- What is expected -
Pull out every line in the records below that contains the word "sunglasses", and copy each of those lines in full.

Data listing
◆ ◆ ◆ ◆

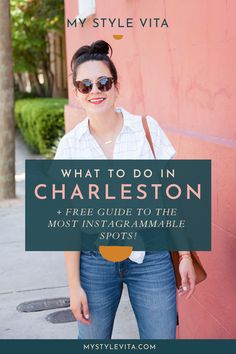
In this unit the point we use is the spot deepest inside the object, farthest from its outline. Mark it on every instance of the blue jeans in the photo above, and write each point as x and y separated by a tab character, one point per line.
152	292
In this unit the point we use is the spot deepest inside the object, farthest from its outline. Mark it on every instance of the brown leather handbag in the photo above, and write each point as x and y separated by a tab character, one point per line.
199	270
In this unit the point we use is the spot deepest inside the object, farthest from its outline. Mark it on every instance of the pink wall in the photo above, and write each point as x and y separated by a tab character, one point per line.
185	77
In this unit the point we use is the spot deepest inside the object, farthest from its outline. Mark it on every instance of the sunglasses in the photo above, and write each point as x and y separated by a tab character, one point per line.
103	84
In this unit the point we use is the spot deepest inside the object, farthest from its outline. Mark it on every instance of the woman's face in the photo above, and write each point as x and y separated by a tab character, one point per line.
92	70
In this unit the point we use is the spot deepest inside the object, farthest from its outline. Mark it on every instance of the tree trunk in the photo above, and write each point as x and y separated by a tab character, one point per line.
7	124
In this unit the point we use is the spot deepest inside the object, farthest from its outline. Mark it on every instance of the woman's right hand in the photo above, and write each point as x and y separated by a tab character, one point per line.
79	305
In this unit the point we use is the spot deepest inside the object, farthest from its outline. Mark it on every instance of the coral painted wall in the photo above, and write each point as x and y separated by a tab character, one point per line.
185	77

◆ ◆ ◆ ◆

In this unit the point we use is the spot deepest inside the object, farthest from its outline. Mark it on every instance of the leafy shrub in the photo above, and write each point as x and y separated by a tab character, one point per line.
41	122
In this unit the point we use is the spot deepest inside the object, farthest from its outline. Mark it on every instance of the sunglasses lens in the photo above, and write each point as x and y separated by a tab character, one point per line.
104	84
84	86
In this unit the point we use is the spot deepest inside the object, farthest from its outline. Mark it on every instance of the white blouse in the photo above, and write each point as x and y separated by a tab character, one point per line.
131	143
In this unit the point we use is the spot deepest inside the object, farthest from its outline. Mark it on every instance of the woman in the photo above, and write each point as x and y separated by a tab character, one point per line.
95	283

◆ ◆ ◆ ◆

- Task result -
In this unit the point we use is the spot deepest inside the object, farthest from its outline. Mark it on every instance of the sunglasses in the photo above, and write each point as x and y separated by a tab character, one point per line.
In this unit the point we use is the spot deepest inside the object, farthest from its outline. Mark it on every instance of the sunglasses lens in the photo above, and write each point as x and y separated by a tab character, one point per line.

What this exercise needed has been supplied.